What you need to do
Pick out every line in the entries below that contains the word "roof", and copy each one.
## Start Records for the exercise
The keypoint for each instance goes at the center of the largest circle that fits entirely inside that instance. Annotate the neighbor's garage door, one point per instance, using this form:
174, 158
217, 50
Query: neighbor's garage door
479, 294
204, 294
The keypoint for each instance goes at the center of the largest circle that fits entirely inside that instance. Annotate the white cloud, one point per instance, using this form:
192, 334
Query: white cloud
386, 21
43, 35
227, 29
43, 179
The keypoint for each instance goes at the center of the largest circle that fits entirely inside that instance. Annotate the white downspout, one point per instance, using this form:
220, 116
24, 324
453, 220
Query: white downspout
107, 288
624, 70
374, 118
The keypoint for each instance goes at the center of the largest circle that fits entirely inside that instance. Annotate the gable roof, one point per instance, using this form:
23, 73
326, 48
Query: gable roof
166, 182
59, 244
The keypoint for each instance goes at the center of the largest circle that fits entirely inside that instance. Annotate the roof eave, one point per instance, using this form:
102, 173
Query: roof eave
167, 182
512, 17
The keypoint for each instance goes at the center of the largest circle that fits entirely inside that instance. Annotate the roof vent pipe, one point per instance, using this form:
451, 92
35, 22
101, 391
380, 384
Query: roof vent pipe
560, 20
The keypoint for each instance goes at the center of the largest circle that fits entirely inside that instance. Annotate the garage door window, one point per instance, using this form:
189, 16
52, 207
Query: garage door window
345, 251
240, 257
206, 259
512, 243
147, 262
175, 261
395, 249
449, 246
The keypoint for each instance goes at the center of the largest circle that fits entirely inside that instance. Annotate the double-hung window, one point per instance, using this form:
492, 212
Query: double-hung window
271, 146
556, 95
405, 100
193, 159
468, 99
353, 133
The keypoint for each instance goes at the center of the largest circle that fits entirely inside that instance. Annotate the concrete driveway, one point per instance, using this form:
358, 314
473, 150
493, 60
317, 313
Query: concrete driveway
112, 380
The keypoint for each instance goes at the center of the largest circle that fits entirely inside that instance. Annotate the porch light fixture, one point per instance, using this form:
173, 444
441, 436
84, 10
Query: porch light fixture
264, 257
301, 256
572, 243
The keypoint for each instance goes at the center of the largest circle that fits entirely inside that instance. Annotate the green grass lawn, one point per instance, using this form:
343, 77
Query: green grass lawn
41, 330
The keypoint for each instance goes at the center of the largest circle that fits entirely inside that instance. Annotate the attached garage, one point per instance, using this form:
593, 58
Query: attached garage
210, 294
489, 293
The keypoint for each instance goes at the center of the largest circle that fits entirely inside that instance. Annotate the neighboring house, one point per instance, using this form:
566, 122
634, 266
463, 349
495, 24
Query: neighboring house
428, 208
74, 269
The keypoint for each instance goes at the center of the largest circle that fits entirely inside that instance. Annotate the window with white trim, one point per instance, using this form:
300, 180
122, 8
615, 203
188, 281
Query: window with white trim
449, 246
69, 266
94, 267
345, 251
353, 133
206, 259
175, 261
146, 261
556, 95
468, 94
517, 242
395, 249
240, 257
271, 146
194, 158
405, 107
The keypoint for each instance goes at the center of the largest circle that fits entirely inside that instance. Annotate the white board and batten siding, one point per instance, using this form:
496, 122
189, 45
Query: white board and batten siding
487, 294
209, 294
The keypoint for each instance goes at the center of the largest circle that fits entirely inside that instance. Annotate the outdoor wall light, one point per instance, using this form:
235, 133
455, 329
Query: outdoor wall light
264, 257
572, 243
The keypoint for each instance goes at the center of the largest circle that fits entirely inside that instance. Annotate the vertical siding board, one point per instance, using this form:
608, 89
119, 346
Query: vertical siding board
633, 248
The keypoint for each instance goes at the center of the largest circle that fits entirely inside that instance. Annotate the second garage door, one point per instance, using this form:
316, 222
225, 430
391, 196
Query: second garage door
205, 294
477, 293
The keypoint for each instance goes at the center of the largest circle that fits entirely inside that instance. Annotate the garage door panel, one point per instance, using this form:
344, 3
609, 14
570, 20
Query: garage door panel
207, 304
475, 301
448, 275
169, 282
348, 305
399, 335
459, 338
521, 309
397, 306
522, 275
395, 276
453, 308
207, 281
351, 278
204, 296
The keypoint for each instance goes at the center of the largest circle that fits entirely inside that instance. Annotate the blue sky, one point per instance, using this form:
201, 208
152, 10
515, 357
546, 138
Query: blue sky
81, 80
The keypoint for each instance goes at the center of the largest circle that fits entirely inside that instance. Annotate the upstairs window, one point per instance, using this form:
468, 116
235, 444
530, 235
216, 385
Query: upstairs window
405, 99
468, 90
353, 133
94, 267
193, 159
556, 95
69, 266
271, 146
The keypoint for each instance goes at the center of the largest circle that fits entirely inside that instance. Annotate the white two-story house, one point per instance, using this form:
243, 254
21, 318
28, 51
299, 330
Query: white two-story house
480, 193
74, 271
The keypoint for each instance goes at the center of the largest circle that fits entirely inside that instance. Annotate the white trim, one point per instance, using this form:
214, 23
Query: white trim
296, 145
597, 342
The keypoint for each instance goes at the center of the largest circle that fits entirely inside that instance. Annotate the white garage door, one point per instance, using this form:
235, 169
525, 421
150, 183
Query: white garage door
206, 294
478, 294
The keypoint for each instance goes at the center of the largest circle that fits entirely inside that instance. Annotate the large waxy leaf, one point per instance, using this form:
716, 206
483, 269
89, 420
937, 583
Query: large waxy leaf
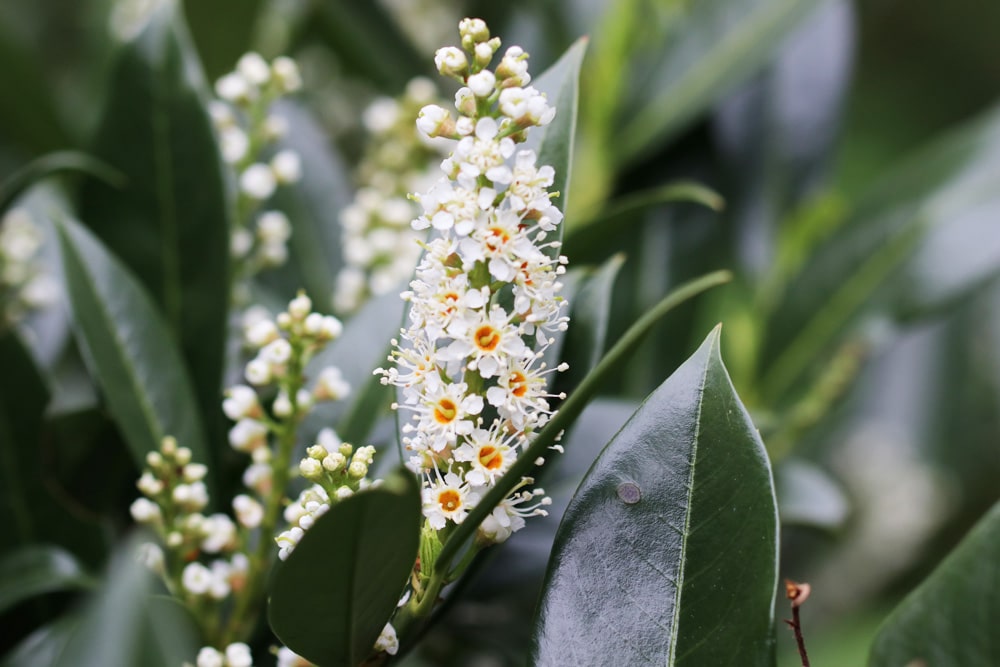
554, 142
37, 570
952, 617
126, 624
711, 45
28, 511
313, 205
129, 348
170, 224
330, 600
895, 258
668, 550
## End Records for the exercise
## Start Records for the exercise
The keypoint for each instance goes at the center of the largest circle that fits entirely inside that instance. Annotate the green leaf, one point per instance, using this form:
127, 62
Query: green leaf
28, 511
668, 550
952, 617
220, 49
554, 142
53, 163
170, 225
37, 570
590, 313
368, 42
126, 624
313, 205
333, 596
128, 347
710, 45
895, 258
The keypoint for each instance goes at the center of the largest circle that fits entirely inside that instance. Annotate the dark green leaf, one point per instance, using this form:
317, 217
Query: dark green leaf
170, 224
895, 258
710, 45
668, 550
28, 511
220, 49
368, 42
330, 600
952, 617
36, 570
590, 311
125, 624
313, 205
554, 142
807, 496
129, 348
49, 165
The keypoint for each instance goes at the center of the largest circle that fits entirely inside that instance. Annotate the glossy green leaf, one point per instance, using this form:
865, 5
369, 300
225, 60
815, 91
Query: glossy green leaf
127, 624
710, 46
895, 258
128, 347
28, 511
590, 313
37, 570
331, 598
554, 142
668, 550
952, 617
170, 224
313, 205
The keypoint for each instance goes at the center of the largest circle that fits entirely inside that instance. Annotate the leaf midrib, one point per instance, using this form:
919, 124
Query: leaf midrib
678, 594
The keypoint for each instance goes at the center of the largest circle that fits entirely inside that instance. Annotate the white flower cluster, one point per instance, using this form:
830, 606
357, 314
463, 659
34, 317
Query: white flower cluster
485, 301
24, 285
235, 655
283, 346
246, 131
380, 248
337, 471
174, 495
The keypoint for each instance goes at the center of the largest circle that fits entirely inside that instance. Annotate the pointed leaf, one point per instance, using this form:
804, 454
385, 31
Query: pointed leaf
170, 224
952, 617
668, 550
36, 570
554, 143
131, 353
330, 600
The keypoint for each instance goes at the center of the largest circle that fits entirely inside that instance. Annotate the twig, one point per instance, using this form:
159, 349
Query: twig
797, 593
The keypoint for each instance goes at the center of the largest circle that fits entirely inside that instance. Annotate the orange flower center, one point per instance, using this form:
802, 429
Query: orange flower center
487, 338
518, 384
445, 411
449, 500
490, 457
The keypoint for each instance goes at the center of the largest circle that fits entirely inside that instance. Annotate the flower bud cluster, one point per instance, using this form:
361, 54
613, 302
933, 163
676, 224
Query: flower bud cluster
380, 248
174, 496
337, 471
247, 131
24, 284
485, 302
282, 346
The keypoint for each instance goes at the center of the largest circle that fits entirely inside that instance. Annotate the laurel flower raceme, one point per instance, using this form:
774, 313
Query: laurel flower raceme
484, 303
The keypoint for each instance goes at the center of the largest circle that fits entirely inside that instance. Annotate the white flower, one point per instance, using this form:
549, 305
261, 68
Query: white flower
## End Records for the exercise
Output below
The keypoint for each instance goes at the center of the largest circle that fits entirely inside that instance. Annotate the gable roof, one point per instance, using this form:
Query: gable roof
The keypoint for each instance goes at the center of the largest circle that fits entirely inside that instance. Annotate the roof eave, one point per instance, using this form:
Query: roof eave
The keypoint for each instance goes at the center of the largest circle that fits entirely inside that instance. Annotate the roof vent pipe, one point per instance, using this form:
Query: roof vent pipe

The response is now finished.